* Tarea A *
Resume el texto para leer en dos oraciones.
* Tarea B *
Transcribe del texto para leer el fragmento que empieza con "La tercera tiene" y sigue hasta "y de terror.".

* Texto para leer *
Lo que creo es que hoy también existe algo más cercano a  la desidia que al olvido.
Ahora que están matando gente y vuelven a aparecer en las noticias, no dejo de pensar en otras tres situaciones sobre la muerte. La primera fue mi experiencia en los primeros años de Hijos e Hijas y en los movimientos de víctimas, cuando viajamos por todo el país buscando formas de disrupción de eso que entendíamos como silencio. Creo que si hicimos tantas acciones en pueblos, veredas y ciudades, fue en parte porque sabíamos que ese olvido como tal no existía, y el camino que tomamos fue el de generar mucho ruido, gritar mucho y muy fuerte, como si entráramos a un salón lleno de gente en silencio y quisiéramos sacudirlos a todos.  Así que intentamos gritar porque hacía mucho todos estábamos buscando un lugar y otra gente que estuviera desesperada de dormir en su propio silencio.
La segunda son los falsos positivos. Las historias de las personas que mataron como parte de esa estrategia estructural de las fuerzas militares en muy buena medida no hacían parte de nada. Eran trabajadores o desempleados en busca de trabajo, gente que levantaban de un barrio jodido y se los llevaban para otra parte, personas que estaban pasando por momentos difíciles en sus vidas y se convertían en blancos fáciles. Vidas que para el ejército no tenían valor, vidas que eran definidas en función de su precariedad, su marginalidad y por lo tanto, vidas que podían ser desechadas. Vidas que para el ejército no eran vida más allá de la función de un corazón que palpita y mantiene la carne caliente, que podían ser traducidas en estadísticas de la victoria sin mayores preguntas. Vidas como carne que puede ser pasada al matadero de la guerra, procesado y convertido en pruebas de que se está ganando. Si hay algo más horroroso que eso, es probablemente la manera en que, precisamente por la marginalidad de las vidas en juego, lo que es uno de los crímenes sostenidos más atroces del país, no tenga el mismo estatus nacional e internacional que los asesinatos políticos u otros eventos de violencia.
La tercera tiene que ver con la transformación de las formas de violencia y represión en Colombia. La idea de que la guerra ya no existe y de que caminamos en dirección al post conflicto, ha hecho que los asesinatos a cuenta gotas de personas pertenecientes a organizaciones sociales, o la transformación de las formas de represión en tecnologías precisas de generación de miedo y neutralización política (como el encarcelamiento de una buena cantidad de líderes con pruebas débiles o argumentos reforzados) sean vistas como una suerte de coletazos de la guerra, como casos aislados de una guerra que agoniza y no como la redefinición hegemónica de las formas de represión y de terror.

* Conjunto de datos *

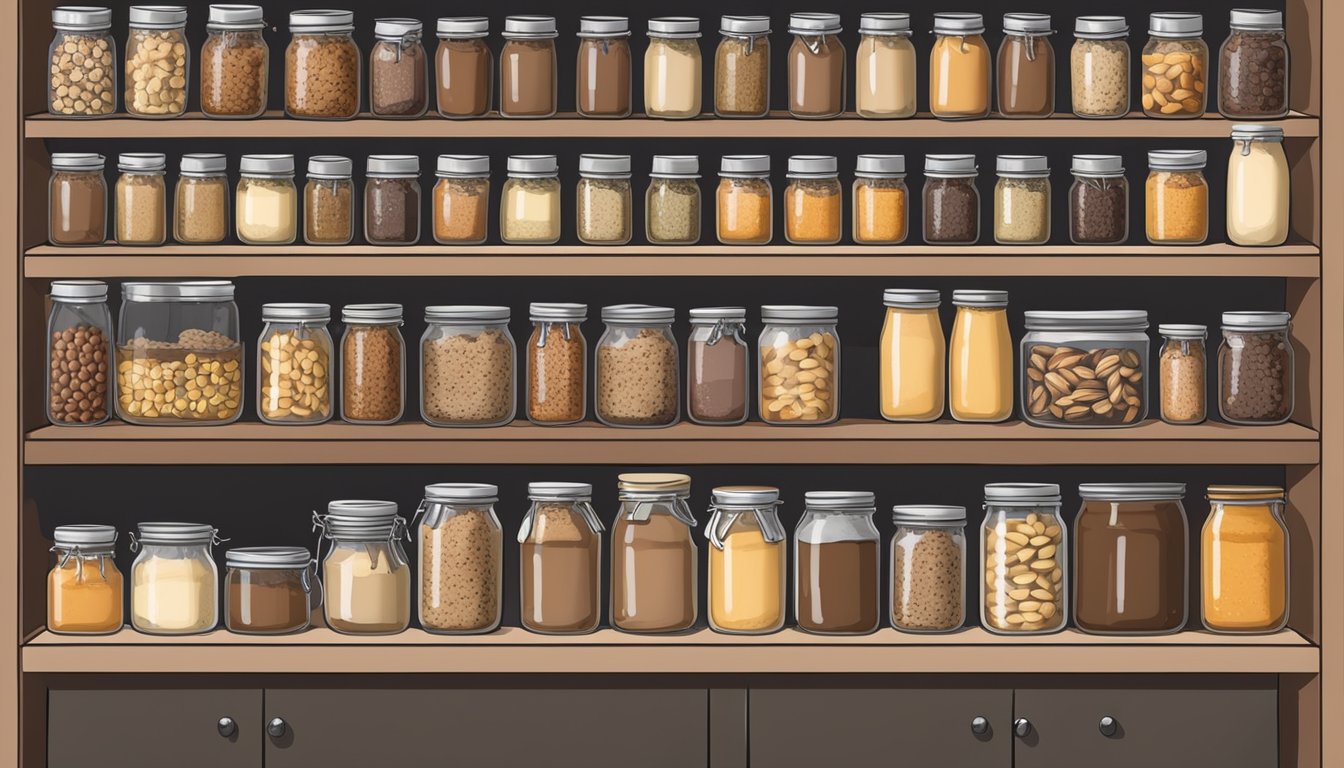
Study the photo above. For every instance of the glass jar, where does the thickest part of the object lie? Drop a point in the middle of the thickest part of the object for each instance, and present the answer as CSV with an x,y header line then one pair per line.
x,y
1175,66
929,568
84,587
174,580
816,66
561,560
463,199
672,203
266,210
745,214
742,67
77,199
167,331
1258,187
836,556
329,201
461,560
295,363
391,199
366,574
202,199
1085,369
1020,597
141,199
1183,365
604,199
84,62
636,369
1098,201
78,353
1176,197
1129,558
557,365
980,361
530,213
372,363
800,365
467,367
1245,556
1022,199
913,357
234,63
269,589
1255,381
717,381
747,561
672,69
950,199
321,66
653,556
1253,66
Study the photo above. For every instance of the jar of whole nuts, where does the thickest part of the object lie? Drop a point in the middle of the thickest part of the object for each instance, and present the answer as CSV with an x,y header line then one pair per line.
x,y
295,359
84,62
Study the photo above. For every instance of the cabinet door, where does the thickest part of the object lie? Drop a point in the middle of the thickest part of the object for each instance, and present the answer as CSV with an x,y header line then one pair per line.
x,y
1156,728
153,728
811,728
489,728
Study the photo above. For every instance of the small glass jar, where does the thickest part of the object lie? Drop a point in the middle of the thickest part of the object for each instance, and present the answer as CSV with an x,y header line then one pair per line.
x,y
1175,66
234,63
604,205
1176,197
78,353
269,589
467,367
174,580
929,568
1098,66
366,574
800,365
1022,199
561,560
321,66
1183,373
82,62
745,214
329,201
557,365
1098,201
816,66
742,67
1255,370
636,367
461,560
530,211
672,69
372,363
77,199
157,61
295,363
266,206
202,199
391,199
141,199
747,561
1253,66
85,587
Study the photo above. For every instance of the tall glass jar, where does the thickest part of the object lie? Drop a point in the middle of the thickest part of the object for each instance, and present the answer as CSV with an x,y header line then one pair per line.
x,y
461,560
295,365
561,560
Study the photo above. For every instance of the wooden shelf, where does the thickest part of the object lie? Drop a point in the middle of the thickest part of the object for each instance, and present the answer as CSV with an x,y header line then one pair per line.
x,y
852,441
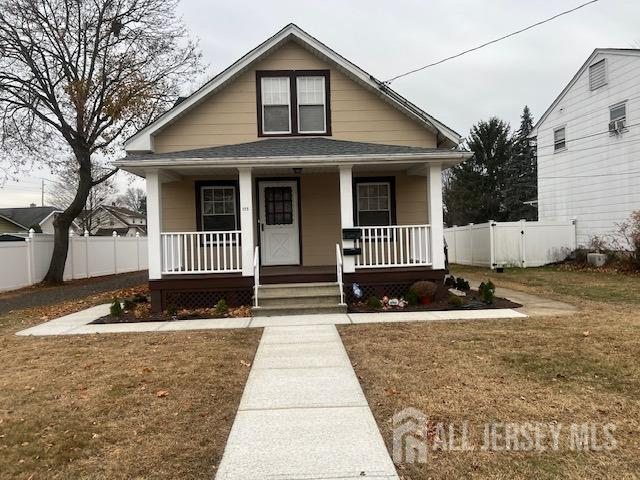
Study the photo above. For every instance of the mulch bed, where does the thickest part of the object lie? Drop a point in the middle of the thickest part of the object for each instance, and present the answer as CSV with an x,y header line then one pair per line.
x,y
129,316
440,303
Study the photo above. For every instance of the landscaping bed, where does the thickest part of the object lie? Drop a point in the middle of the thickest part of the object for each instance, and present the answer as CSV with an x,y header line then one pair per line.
x,y
138,309
424,296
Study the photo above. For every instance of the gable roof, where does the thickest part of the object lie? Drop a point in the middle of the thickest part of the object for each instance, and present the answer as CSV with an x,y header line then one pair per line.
x,y
26,217
581,70
142,140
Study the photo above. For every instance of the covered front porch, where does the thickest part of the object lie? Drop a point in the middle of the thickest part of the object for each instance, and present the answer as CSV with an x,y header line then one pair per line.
x,y
235,223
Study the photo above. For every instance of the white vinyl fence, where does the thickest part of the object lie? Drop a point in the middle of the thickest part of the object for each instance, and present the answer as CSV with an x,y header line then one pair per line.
x,y
511,244
25,263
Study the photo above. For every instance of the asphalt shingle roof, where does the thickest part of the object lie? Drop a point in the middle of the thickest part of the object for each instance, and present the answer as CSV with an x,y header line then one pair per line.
x,y
27,216
288,147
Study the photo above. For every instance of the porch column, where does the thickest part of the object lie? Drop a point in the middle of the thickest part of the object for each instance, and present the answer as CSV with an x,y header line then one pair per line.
x,y
246,220
154,223
346,214
434,184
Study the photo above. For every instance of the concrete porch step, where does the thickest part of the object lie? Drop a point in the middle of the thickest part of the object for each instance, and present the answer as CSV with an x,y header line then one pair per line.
x,y
300,310
329,299
278,290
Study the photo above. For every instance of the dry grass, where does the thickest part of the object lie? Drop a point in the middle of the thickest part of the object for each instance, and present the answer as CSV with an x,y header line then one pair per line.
x,y
156,405
571,369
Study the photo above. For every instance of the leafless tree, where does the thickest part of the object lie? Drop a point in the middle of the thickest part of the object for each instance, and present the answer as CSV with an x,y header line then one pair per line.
x,y
78,76
63,190
134,199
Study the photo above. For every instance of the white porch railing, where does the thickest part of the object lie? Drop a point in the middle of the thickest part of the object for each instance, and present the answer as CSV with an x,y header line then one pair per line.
x,y
201,252
394,246
256,275
339,272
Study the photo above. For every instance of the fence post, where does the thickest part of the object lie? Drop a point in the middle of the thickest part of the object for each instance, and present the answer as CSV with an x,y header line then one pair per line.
x,y
523,253
86,253
30,266
138,249
492,245
471,242
70,256
115,251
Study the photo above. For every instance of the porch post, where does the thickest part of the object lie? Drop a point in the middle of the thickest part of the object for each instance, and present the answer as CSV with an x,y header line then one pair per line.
x,y
435,216
346,214
154,223
246,220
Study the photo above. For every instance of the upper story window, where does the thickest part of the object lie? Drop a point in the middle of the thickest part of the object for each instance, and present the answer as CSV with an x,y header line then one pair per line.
x,y
618,118
598,74
276,105
559,139
217,206
375,201
293,102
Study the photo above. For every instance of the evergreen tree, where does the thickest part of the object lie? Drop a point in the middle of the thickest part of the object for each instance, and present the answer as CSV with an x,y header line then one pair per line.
x,y
474,191
521,173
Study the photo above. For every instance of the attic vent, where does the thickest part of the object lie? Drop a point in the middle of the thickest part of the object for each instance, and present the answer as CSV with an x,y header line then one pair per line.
x,y
597,75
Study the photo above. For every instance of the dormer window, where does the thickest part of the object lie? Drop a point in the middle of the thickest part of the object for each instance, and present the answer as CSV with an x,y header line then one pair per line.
x,y
293,102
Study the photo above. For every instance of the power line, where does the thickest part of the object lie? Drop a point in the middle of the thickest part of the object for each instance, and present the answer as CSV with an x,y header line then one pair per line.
x,y
566,12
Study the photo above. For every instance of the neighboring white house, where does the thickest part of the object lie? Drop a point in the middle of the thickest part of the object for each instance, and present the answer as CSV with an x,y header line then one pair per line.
x,y
20,220
589,146
107,219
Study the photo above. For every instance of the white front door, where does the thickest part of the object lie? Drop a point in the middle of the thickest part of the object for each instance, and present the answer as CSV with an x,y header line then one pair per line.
x,y
279,233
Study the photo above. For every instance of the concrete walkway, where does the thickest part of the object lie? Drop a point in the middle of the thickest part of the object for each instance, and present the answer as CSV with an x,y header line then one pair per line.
x,y
303,414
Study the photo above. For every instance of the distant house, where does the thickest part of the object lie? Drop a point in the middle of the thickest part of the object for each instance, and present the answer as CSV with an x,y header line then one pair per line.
x,y
20,220
107,219
589,147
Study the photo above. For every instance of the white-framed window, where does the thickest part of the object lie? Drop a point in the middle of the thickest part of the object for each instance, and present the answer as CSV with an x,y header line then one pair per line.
x,y
559,139
373,203
312,111
618,117
218,208
598,74
276,105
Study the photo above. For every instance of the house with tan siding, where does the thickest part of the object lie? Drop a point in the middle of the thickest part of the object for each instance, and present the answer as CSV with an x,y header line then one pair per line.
x,y
287,178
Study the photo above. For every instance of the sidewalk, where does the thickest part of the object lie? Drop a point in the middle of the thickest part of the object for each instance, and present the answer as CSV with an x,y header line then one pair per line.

* Respuesta A *
Ante los nuevos asesinatos, el texto sostiene que hoy hay más desidia que olvido. Recuerda tres situaciones sobre la muerte: las acciones ruidosas de Hijos e Hijas y de los movimientos de víctimas por todo el país para romper el silencio; los falsos positivos, en los que el ejército mató a personas marginadas y las convirtió en estadísticas de victoria; y el cambio en las formas de violencia y represión en Colombia, como los asesinatos a cuenta gotas de miembros de organizaciones sociales y el encarcelamiento de líderes con pruebas débiles, que se ven como coletazos aislados de una guerra que agoniza y no como una redefinición de la represión y el terror.

* Respuesta B *
La tercera tiene que ver con la transformación de las formas de violencia y represión en Colombia. La idea de que la guerra ya no existe y de que caminamos en dirección al post conflicto, ha hecho que los asesinatos a cuenta gotas de personas pertenecientes a organizaciones sociales, o la transformación de las formas de represión en tecnologías precisas de generación de miedo y neutralización política (como el encarcelamiento de una buena cantidad de líderes con pruebas débiles o argumentos reforzados) sean vistas como una suerte de coletazos de la guerra, como casos aislados de una guerra que agoniza y no como la redefinición hegemónica de las formas de represión y de terror.